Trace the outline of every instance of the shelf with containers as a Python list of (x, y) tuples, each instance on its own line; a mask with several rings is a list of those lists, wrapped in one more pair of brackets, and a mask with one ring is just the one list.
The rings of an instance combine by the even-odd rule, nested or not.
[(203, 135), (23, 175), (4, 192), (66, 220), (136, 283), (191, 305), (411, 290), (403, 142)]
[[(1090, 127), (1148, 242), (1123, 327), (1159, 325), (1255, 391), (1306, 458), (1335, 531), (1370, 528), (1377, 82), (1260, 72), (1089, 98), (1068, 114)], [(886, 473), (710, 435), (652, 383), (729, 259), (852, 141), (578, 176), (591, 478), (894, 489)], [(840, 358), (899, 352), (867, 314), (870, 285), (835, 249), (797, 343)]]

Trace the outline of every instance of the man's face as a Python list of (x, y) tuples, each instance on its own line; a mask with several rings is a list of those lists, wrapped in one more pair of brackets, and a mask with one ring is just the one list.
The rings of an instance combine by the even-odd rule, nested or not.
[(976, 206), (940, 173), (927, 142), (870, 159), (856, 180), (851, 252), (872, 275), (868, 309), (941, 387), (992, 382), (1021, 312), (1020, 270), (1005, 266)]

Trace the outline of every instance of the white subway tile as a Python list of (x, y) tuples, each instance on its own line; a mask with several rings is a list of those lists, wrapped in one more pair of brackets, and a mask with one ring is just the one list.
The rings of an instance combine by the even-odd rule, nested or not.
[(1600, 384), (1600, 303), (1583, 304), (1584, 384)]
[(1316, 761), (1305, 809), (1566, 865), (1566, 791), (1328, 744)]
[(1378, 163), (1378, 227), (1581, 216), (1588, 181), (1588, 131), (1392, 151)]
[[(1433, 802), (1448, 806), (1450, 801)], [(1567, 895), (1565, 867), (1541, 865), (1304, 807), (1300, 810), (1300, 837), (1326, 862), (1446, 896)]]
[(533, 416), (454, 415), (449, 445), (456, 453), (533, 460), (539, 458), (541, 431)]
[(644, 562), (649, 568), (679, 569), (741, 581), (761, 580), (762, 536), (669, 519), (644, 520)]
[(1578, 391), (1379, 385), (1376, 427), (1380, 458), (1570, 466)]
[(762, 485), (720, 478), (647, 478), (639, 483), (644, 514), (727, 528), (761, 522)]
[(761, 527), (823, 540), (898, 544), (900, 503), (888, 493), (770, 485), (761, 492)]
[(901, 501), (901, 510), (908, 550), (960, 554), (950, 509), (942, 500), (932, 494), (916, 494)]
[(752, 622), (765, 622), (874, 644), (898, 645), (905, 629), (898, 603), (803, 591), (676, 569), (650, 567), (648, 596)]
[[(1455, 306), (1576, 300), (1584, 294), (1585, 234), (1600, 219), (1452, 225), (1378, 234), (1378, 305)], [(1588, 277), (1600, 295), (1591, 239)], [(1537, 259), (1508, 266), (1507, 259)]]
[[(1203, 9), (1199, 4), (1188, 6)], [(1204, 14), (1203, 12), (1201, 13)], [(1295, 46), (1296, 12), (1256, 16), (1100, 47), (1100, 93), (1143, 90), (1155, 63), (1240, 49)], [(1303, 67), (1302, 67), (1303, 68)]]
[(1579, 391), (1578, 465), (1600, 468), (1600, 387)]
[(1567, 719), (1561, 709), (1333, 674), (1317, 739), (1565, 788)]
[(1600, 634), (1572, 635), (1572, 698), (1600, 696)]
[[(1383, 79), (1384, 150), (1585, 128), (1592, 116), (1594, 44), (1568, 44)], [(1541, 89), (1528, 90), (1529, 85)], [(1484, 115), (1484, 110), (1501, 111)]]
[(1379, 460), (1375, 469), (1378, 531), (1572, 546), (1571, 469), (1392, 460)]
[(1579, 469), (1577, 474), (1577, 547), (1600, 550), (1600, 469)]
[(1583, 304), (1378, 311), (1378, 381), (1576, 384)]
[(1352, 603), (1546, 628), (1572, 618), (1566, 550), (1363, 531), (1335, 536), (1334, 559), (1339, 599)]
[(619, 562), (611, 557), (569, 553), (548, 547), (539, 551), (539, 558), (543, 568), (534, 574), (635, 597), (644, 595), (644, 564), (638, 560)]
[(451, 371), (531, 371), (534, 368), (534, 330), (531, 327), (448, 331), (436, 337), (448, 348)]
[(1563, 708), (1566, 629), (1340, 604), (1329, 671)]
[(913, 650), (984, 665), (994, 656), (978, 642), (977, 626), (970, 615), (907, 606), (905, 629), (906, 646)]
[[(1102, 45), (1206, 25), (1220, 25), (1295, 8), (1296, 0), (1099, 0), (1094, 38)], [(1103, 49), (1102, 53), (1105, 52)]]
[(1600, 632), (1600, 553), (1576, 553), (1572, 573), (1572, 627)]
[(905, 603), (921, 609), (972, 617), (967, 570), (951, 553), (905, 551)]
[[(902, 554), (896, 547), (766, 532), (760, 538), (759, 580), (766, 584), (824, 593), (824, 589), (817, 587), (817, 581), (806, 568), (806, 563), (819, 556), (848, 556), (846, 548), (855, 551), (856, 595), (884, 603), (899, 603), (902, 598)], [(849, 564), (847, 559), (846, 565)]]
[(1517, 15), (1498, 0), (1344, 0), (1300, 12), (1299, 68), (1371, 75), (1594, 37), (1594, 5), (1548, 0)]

________________________

◆ **TRY IT**
Word for word, write out each entry shown above.

◆ **REPLY TO THE TASK**
Trace the outline of every instance of the shelf with containers as a Python list of (x, y) tuples, each instance on its own line; a mask with several rings is a list of those lists, wrapped in one more pair of brackets, and a mask with one ring is just the one list.
The rings of an instance combine by the even-odd rule, nested or not.
[(203, 135), (23, 175), (4, 192), (66, 220), (136, 283), (191, 305), (411, 290), (403, 142)]
[[(1090, 127), (1148, 242), (1123, 327), (1159, 325), (1255, 391), (1306, 458), (1335, 531), (1370, 528), (1377, 82), (1260, 72), (1089, 98), (1068, 114)], [(886, 473), (710, 435), (652, 383), (729, 259), (852, 141), (578, 176), (591, 478), (894, 489)], [(840, 358), (899, 352), (867, 314), (870, 285), (835, 249), (797, 343)]]

Trace the outline of every instance of the man's face as a Python list of (x, y) tuples, each instance on its own line; a mask with several rings is a list of those lists, wrapped in one more pair of brackets, and a mask with one ring is just the one list.
The rings of an instance combine by the even-odd rule, nested or not.
[(976, 206), (940, 173), (927, 142), (870, 159), (856, 180), (851, 252), (872, 275), (868, 309), (941, 387), (992, 382), (1021, 312), (1020, 270), (1005, 266)]

Trace the outline of every instance of the white subway tile as a Python list of (x, y) tuples, each instance on its own line; a mask with several rings is a list of those lists, wrapped in one more pair of brackets, and a mask with one ring is just the one list.
The rings of an instance combine by the even-odd rule, nested or not.
[(1600, 384), (1600, 303), (1583, 304), (1584, 384)]
[(1316, 761), (1305, 809), (1566, 865), (1566, 791), (1328, 744)]
[(1378, 163), (1378, 227), (1581, 216), (1588, 181), (1588, 131), (1392, 151)]
[[(1433, 802), (1448, 806), (1450, 801)], [(1567, 895), (1565, 867), (1541, 865), (1304, 807), (1300, 810), (1300, 837), (1326, 862), (1446, 896)]]
[(533, 416), (454, 415), (449, 445), (456, 453), (533, 460), (539, 458), (541, 431)]
[(644, 562), (649, 568), (679, 569), (741, 581), (761, 580), (762, 536), (669, 519), (644, 520)]
[(1578, 391), (1379, 385), (1376, 427), (1380, 458), (1570, 466)]
[(762, 485), (720, 478), (647, 478), (639, 483), (644, 514), (727, 528), (761, 522)]
[(761, 527), (823, 540), (898, 544), (900, 503), (888, 493), (770, 485), (761, 492)]
[(901, 501), (901, 510), (908, 550), (960, 554), (950, 509), (942, 500), (932, 494), (916, 494)]
[(752, 622), (765, 622), (874, 644), (898, 645), (905, 629), (898, 603), (803, 591), (676, 569), (650, 567), (648, 596)]
[[(1455, 306), (1576, 300), (1584, 294), (1585, 234), (1600, 219), (1452, 225), (1378, 234), (1378, 305)], [(1588, 277), (1600, 295), (1591, 239)], [(1537, 259), (1508, 266), (1507, 259)]]
[[(1203, 9), (1199, 4), (1188, 6)], [(1204, 14), (1203, 12), (1201, 13)], [(1295, 46), (1296, 12), (1256, 16), (1100, 47), (1100, 93), (1143, 90), (1155, 63), (1240, 49)], [(1303, 67), (1302, 67), (1303, 68)]]
[(1579, 391), (1578, 465), (1600, 468), (1600, 387)]
[(1567, 719), (1561, 709), (1333, 674), (1317, 739), (1565, 788)]
[(1600, 634), (1572, 635), (1572, 698), (1600, 696)]
[[(1383, 79), (1384, 150), (1585, 128), (1592, 116), (1594, 44), (1568, 44)], [(1541, 89), (1528, 90), (1529, 85)], [(1484, 115), (1484, 110), (1501, 111)]]
[(1379, 460), (1375, 469), (1378, 531), (1572, 546), (1571, 469), (1392, 460)]
[(1579, 469), (1577, 474), (1577, 547), (1600, 550), (1600, 469)]
[(1583, 304), (1378, 311), (1378, 381), (1576, 384)]
[(1352, 603), (1546, 628), (1572, 618), (1566, 550), (1363, 531), (1335, 536), (1334, 559), (1339, 599)]
[(619, 562), (611, 557), (569, 553), (548, 547), (539, 551), (539, 558), (543, 568), (534, 574), (635, 597), (644, 595), (644, 564), (638, 560)]
[(451, 371), (531, 371), (534, 368), (534, 330), (531, 327), (448, 331), (436, 337), (448, 348)]
[(1563, 708), (1566, 629), (1340, 604), (1329, 671)]
[(913, 650), (984, 665), (994, 656), (978, 642), (977, 626), (970, 615), (907, 606), (905, 629), (906, 646)]
[[(1102, 45), (1206, 25), (1220, 25), (1295, 8), (1296, 0), (1099, 0), (1094, 38)], [(1103, 49), (1102, 53), (1105, 52)]]
[(1600, 632), (1600, 553), (1576, 553), (1572, 573), (1572, 627)]
[(905, 603), (921, 609), (972, 617), (967, 570), (951, 553), (905, 551)]
[[(902, 554), (896, 547), (766, 532), (760, 538), (759, 580), (766, 584), (824, 593), (824, 589), (817, 587), (817, 581), (806, 568), (806, 563), (819, 556), (848, 556), (846, 548), (855, 551), (856, 595), (884, 603), (899, 603), (902, 598)], [(849, 564), (847, 559), (846, 565)]]
[(1517, 15), (1498, 0), (1344, 0), (1300, 12), (1299, 68), (1371, 75), (1594, 37), (1594, 5), (1548, 0)]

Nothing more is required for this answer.